Joko Pinurbo dan Kegelisahan Eksistensialnya
Inti sari proses kreatif Joko Pinurbo dapat kita tangkap pada kedalaman kontemplasi di dalam karya-karyanya,
Akhirnya kabar duka itu datang juga. Joko Pinurbo (61), penyair flamboyan Indonesia yang sangat produktif itu, meninggal setelah cukup lama terbaring lemah karena penyakit paru-paru yang menggerogoti tubuhnya yang rapuh.
Joko Pinurbo (Jokpin) pergi meninggalkan sekitar 20 antologi puisi yang akan tetap dinikmati dan diapresiasi masyarakat sastra Indonesia. Karya-karyanya mendapat banyak penghargaan dan prestasi di tingkat nasional dan internasional.
Jokpin seperti menyusul penyair dan novelis Yudhistira ANM Massardi (70) yang meninggal pada 2 April 2024. Ada semacam relasi khusus antara Jokpin dan Yudhistira. Ketika duduk di bangku sekolah menengah, di pengujung dekade 70-an, Jokpin sangat menggemari sajak-sajak karya penyair Yudhistira yang bernuansa mbeling dengan tipikal liris. Jokpin begitu terkesan akan gaya penulisan puisi ”baru”, yang seolah-olah melawan model estetika standar yang cenderung serius seperti Amir Hamzah, Chairil Anwar, dan WS Rendra.
Kesederhanaannya dalam memilih kata dan tema sesungguhnya membungkus kegelisahan eksistensialnya yang mendalam tentang kehidupan, yang dalam pandangan penyair merupakan saudara kembar dari kematian.
Kumpulan Sajak Sikat Gigi, salah satu buku yang dikagumi Jokpin, menampilkan imaji yang semi-surealis tetapi logis. Bagi Jokpin, metafora dalam puisi-puisi Yudhistira itu segar dan inspiratif. Yang mengejutkan Jokpin adalah ternyata puisi bisa diselipkan unsur-unsur anekdot dan simbol-simbol yang komikal tanpa takut kehilangan alusi. Jokpin mengisyaratkan bahwa karya Yudhistira adalah salah satu inspirasi utamanya.

**DAFTAR**
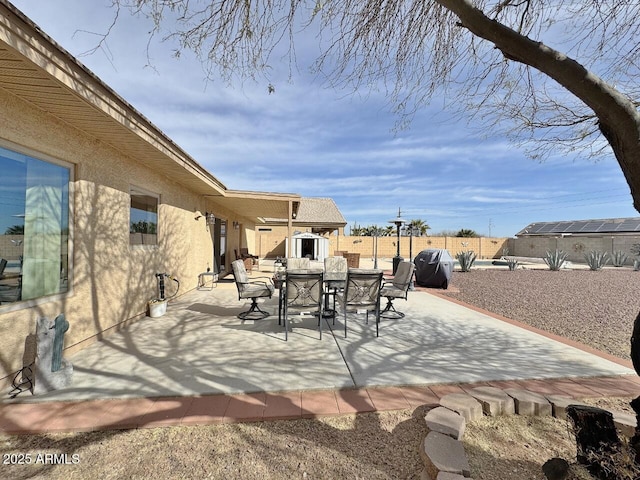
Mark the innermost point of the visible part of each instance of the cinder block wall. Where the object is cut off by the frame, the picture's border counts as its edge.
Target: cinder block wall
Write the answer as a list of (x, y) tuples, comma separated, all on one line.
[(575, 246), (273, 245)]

...

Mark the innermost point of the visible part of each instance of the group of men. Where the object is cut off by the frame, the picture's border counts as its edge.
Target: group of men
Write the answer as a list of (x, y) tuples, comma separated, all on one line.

**TUGAS YANG DIKERJAKAN**
**a)** Baris mana saja dalam daftar yang memuat kata "counts"? Kumpulkan dan salin semua baris itu.
**b)** Tuliskan lanjutan bacaan tentang Joko Pinurbo di atas, mulai setelah kalimat terakhirnya.

**HASIL BERURUTAN**
**a)**
Mark the innermost point of the visible part of each instance of the cinder block wall. Where the object is cut off by the frame, the picture's border counts as its edge.
Mark the innermost point of the visible part of each instance of the group of men. Where the object is cut off by the frame, the picture's border counts as its edge.

**b)**
Baca juga: Joko Pinurbo dan Keindahan dalam Dunia Sehari-hari
Jokpin merupakan salah satu penyair penting yang memiliki tempat tersendiri di dalam sejarah sastra Indonesia. Karyanya mendapat tanggapan yang luas dari berbagai kalangan pembaca. Ia menyerap dan berguru pada banyak penyair, seperti Chairil Anwar, Amir Hamzah, Goenawan Mohamad, Sapardi Djoko Damono, Yudhistira, dan masih banyak lagi. Meski demikian, dia memiliki tempat tersendiri sebagai seseorang dengan pengucapan dan pilihan tema yang sangat khas.
Kesederhanaannya dalam memilih kata dan tema sesungguhnya membungkus kegelisahan eksistensialnya yang mendalam tentang kehidupan, yang dalam pandangan penyair merupakan saudara kembar dari kematian. Kegelisahan eksistensial yang mewarnai hampir semua karyanya inilah yang membedakan Jokpin dari penyair lainnya di Indonesia.
Humor ke filsafat
Kehadiran Jokpin dalam jagat perpuisian Indonesia diawali dengan humor-humor yang ringan menggelitik tentang tubuh dan aksesori yang dikenakan tubuh (sarung, celana, jins) serta tempat-tempat yang sering dikunjungi atau dibutuhkan oleh tubuh (kamar mandi, kuburan, dapur, ranjang, iklan, pacar, telepon genggam, kopi, dan kenangan yang melekat pada tubuh dan jiwa seseorang). Dua antologi puisinya yang pertama, Celana (1999) dan Di Bawah Kibaran Sarung (2001), sangat kental berisi puisi-puisi yang memuat obsesi penyair tentang tubuh dan aksesori tubuh itu.
Dalam kata pengantar untuk kumpulan Di Bawah Kibaran Sarung, Ignas Kleden (2001: xi) menyoroti satu aspek yang dianggapnya dominan dalam jagat perpuisian Jokpin, yakni kiasan badan: tubuh manusia dan alat kelaminnya, tanpa ”membawa penyairnya kepada suatu denotasi badan yang dapat berefek pornografis”.
Baca juga: Kamus Kecil oleh Joko Pinurbo
Tulis Kleden, pada Jokpin, badan mendapat sorotan utama, diselidiki dengan renungan yang intens dan diberi peran ganda, baik sebagai penanda maupun sebagai petanda. Kleden melihat demikian intensnya Jokpin terobsesi dengan tubuh manusia dalam permenungannya. Berbeda dengan sastrawan lainnya, tubuh bagi Jokpin bukan sekadar setting atau medium, melainkan juga message itu sendiri. Tubuh membawa pesan eksistensial tentang kehidupan sekaligus kematian.
Banyak puisi mbeling yang berhenti pada gaya humor, guyon, lucu-lucuan. Dengan kata-kata seadanya, pendalaman dan internalisasi terhadap substansi kehidupan manusia menjadi sumir. Penggunaan bahasa sehari-hari untuk membahas persoalan yang juga dihadapi setiap manusia dalam kesehariannya tidak menghentikan Jokpin mengungkapkan kegelisahan eksistensialnya yang mendalam.
Ketika masyarakat merayakan kesenangan duniawi dan kenikmatan badaniah, Jokpin mengingatkan tentang kesementaraan dan kefanaan.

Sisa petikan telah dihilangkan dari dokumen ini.